(Records from a collection)
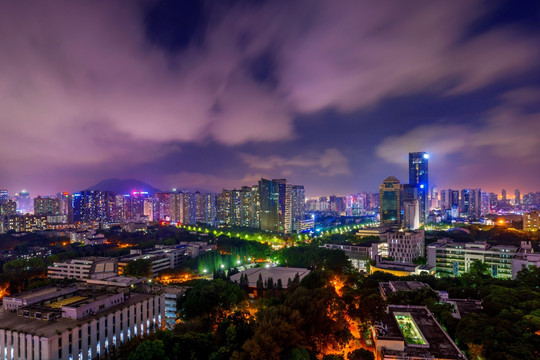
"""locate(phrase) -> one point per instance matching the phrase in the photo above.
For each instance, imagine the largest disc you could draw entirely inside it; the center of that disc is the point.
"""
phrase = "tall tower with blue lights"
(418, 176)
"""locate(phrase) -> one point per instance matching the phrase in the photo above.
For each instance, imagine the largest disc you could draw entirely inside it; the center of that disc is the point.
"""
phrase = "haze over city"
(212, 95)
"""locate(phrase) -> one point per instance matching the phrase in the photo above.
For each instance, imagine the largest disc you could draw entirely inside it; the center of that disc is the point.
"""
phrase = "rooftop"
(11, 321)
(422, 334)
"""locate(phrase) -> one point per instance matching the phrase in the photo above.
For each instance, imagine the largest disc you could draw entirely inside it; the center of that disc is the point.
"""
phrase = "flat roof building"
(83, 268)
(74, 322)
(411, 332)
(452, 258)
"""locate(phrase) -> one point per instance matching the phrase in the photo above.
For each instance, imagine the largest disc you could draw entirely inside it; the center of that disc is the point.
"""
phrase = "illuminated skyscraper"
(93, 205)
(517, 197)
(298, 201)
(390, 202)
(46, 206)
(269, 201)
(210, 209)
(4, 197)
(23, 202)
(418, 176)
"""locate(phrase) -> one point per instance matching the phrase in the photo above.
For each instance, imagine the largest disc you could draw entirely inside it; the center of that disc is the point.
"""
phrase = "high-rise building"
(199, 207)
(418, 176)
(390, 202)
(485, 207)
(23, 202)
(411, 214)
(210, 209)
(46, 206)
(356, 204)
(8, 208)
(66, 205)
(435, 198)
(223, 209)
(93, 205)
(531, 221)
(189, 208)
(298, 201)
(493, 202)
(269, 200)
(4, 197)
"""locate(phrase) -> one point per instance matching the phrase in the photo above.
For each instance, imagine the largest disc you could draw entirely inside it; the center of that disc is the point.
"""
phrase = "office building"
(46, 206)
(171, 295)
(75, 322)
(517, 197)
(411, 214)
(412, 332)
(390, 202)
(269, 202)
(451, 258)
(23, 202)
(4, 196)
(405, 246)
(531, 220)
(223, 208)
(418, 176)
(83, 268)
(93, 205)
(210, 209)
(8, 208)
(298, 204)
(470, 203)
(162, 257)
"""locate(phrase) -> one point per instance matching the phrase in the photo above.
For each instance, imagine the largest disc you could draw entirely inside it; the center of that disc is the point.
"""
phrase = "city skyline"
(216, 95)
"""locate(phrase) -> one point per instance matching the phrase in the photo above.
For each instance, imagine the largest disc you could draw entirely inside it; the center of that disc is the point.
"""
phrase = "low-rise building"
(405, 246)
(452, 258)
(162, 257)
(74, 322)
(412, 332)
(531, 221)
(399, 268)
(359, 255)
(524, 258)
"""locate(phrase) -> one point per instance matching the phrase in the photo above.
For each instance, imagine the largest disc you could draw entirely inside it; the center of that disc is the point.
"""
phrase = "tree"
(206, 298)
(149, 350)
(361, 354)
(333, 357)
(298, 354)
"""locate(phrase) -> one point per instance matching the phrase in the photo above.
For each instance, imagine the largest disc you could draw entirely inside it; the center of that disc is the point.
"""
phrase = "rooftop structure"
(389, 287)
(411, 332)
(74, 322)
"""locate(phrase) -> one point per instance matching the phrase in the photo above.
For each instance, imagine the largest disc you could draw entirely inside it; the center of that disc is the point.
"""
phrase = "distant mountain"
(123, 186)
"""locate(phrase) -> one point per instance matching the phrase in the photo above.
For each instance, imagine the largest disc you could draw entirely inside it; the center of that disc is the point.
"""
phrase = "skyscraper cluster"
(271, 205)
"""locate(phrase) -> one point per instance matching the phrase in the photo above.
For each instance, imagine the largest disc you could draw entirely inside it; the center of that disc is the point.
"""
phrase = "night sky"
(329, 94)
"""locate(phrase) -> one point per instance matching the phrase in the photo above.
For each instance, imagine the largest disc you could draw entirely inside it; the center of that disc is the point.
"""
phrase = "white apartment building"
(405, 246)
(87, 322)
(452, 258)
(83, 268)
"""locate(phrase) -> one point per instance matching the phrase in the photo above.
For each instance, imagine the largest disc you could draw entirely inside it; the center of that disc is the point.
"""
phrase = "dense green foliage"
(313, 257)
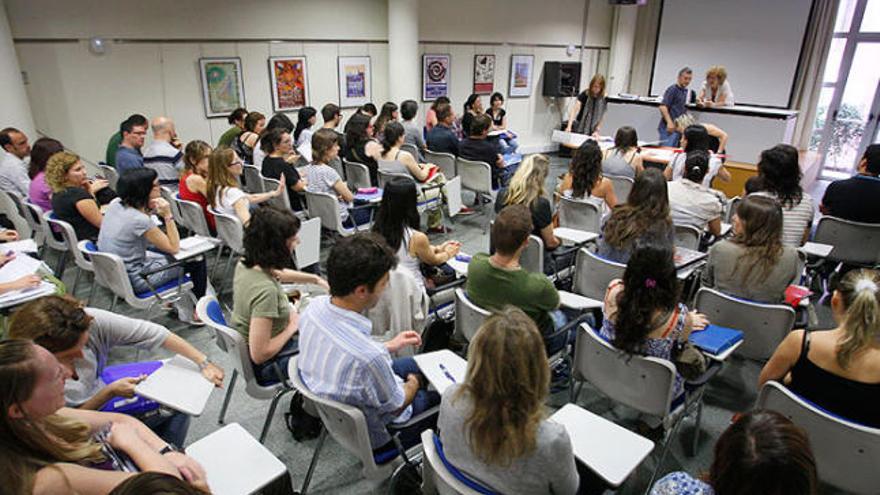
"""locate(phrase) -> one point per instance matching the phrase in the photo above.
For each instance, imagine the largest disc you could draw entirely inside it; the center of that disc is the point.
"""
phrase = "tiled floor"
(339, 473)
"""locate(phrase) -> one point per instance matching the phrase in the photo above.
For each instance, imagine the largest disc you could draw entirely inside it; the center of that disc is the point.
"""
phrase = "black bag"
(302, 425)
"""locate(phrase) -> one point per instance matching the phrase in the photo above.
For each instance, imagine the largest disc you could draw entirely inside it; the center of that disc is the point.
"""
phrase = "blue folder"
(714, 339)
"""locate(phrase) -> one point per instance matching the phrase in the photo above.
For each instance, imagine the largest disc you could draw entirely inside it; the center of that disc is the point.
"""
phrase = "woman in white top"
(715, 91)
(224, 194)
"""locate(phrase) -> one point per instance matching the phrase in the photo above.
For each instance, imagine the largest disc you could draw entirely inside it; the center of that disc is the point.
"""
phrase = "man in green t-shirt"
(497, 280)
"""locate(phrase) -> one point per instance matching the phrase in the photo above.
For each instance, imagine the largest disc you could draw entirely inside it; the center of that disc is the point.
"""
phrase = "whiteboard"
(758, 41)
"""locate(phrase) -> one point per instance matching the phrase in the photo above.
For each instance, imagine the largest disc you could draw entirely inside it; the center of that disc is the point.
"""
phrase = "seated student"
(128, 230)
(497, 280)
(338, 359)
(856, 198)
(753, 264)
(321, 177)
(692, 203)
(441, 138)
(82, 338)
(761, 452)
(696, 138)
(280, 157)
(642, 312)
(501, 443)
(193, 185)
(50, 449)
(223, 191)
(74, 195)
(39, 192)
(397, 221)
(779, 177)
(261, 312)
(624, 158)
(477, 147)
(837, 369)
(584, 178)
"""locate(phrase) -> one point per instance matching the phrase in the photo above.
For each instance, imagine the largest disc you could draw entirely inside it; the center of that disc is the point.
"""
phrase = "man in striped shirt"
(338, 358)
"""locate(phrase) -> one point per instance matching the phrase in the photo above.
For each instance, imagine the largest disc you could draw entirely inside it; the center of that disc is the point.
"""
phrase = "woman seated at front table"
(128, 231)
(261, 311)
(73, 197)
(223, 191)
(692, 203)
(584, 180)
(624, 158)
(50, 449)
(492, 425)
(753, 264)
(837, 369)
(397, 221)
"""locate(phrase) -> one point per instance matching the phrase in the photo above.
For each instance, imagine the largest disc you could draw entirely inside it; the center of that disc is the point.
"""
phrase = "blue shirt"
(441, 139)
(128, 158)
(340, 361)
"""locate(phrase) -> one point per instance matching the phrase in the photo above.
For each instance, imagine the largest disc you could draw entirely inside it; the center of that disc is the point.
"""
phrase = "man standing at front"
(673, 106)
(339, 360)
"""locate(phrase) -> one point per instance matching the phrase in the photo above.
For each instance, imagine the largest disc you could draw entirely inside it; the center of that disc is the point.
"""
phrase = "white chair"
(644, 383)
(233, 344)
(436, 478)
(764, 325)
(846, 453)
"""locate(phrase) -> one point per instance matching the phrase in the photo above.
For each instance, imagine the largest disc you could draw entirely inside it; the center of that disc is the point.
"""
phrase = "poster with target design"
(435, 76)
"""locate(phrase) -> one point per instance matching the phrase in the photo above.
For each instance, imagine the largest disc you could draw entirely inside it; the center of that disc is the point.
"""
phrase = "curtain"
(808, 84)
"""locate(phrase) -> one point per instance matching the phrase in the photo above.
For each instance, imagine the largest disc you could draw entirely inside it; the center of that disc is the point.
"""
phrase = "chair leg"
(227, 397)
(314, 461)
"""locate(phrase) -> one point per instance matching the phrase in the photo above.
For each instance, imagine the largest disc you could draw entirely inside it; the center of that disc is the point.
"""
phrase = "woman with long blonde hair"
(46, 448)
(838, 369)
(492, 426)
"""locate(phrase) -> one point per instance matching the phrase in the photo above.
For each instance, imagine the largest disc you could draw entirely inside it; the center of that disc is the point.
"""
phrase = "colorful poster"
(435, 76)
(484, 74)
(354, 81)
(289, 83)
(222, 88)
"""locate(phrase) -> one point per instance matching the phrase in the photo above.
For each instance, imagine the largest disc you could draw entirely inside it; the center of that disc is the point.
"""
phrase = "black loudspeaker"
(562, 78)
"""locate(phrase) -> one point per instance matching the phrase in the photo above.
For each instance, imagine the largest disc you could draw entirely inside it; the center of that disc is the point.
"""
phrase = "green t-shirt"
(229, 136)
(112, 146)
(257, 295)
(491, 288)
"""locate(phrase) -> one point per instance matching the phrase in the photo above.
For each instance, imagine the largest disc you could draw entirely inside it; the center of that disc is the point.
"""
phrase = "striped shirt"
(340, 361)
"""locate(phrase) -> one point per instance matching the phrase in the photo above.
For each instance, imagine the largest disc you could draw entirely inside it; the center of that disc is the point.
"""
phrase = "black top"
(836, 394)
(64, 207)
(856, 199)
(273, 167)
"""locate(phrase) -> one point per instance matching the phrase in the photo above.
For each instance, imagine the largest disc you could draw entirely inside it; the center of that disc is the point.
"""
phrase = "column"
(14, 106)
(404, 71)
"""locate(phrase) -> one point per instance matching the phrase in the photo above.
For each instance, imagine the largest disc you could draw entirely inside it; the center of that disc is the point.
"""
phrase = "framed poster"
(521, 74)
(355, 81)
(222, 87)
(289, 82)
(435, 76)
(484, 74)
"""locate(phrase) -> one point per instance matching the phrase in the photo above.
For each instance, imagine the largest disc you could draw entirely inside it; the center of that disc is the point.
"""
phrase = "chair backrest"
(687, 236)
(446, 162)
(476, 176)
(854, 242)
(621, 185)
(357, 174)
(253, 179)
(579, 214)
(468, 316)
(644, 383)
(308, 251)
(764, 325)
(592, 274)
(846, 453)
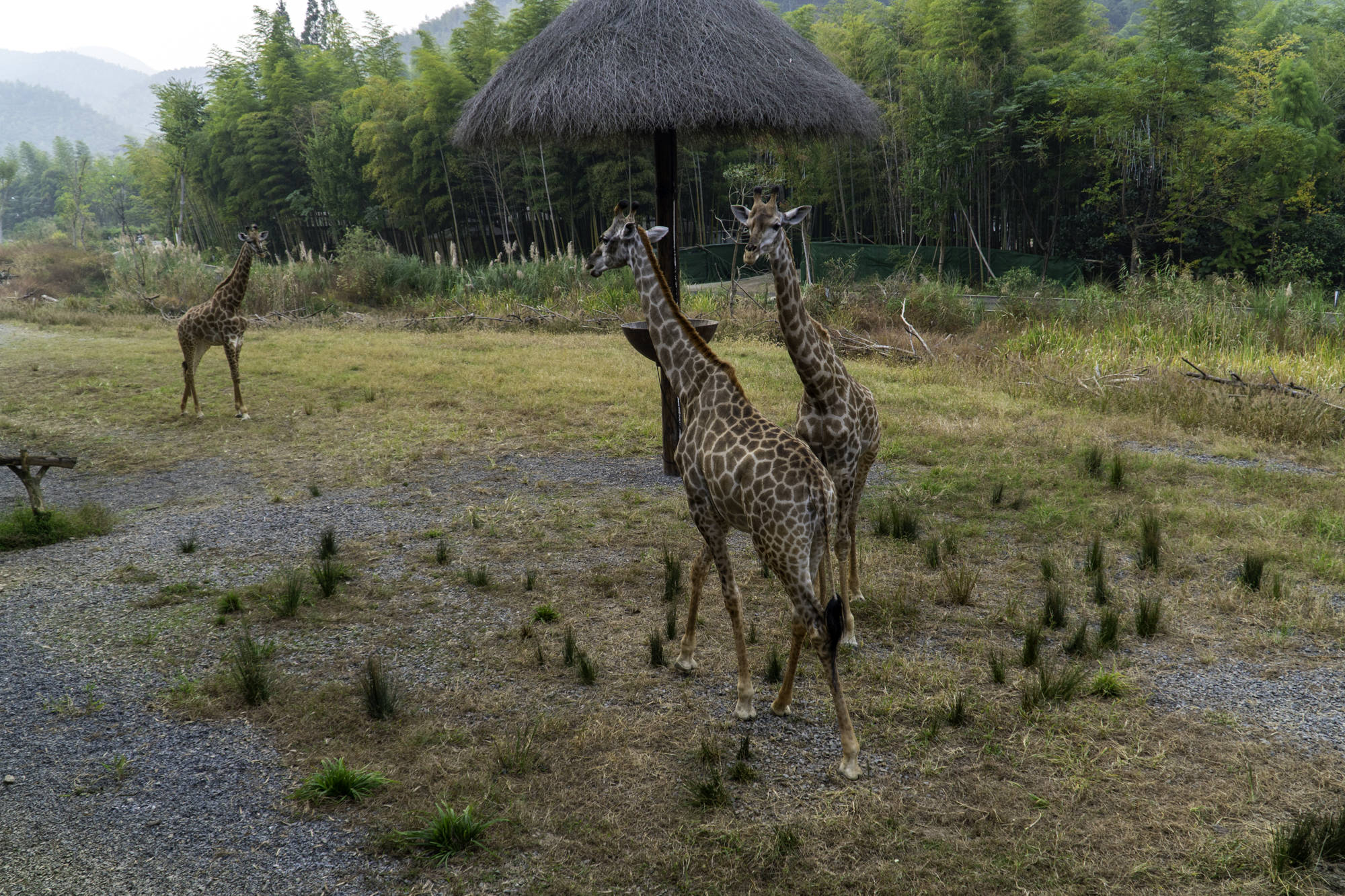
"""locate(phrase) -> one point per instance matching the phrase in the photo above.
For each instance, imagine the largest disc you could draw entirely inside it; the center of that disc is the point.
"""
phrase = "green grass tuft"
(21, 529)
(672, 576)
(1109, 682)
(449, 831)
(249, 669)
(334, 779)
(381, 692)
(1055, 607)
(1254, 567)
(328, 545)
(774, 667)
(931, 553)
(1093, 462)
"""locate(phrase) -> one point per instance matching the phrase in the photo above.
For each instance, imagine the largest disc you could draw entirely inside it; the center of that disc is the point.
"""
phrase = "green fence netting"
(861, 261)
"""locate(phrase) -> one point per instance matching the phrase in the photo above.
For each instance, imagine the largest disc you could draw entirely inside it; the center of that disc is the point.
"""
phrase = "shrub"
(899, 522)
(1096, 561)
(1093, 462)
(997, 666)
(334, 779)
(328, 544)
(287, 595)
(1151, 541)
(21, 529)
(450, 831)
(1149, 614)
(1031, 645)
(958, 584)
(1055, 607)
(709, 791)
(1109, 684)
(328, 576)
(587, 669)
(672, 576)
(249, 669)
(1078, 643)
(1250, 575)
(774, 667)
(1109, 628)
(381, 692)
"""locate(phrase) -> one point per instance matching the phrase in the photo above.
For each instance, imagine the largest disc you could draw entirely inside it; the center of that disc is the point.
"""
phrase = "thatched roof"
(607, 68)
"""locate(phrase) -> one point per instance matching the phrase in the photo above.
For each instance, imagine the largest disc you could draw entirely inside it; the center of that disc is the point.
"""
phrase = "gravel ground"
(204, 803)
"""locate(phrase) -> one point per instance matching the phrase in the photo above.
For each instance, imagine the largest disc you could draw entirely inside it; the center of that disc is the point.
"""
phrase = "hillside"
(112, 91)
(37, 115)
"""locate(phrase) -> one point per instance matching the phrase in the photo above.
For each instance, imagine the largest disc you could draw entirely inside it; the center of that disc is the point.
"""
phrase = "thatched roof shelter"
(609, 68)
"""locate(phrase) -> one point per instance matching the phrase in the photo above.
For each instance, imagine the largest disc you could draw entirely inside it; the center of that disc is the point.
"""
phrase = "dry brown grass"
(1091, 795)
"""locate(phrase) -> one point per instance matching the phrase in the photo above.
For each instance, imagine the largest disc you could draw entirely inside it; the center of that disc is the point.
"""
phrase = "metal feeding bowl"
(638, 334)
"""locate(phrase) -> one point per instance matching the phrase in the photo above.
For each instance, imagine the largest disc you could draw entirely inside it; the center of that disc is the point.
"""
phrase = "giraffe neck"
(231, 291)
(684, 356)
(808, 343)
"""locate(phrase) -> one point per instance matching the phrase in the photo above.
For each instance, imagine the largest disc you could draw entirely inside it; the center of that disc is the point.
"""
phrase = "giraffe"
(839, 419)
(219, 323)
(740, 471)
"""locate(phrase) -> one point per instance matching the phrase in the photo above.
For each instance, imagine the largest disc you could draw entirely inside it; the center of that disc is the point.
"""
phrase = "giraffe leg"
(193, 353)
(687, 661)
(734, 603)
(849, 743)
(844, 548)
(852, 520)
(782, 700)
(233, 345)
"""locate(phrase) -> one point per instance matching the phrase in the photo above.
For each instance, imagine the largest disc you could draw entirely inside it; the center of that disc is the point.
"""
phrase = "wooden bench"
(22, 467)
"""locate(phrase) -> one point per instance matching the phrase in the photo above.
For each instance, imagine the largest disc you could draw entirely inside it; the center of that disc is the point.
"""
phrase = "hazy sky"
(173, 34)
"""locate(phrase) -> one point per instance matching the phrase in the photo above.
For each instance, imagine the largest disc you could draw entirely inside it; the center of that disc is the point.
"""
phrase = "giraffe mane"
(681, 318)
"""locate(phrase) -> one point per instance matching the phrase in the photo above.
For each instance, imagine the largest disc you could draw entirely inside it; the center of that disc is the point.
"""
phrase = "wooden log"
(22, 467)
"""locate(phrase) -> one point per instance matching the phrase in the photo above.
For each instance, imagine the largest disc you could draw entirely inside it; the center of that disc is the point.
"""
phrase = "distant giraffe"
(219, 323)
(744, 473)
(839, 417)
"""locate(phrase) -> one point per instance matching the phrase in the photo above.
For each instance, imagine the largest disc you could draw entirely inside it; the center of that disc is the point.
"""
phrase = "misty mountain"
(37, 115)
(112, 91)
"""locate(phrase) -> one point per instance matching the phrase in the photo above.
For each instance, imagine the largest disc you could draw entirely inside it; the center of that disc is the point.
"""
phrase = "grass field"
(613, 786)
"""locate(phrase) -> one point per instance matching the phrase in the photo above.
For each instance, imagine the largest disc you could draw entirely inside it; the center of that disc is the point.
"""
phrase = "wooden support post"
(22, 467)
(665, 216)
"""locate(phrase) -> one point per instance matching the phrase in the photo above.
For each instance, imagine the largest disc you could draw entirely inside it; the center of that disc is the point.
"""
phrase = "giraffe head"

◆ WHAT YOU WILL DO
Extract every line from the records above that contains the word "striped", treating the match as case-sensitive.

◆ THE COMPLETED TASK
phrase = "man in striped shirt"
phrase = "striped shirt"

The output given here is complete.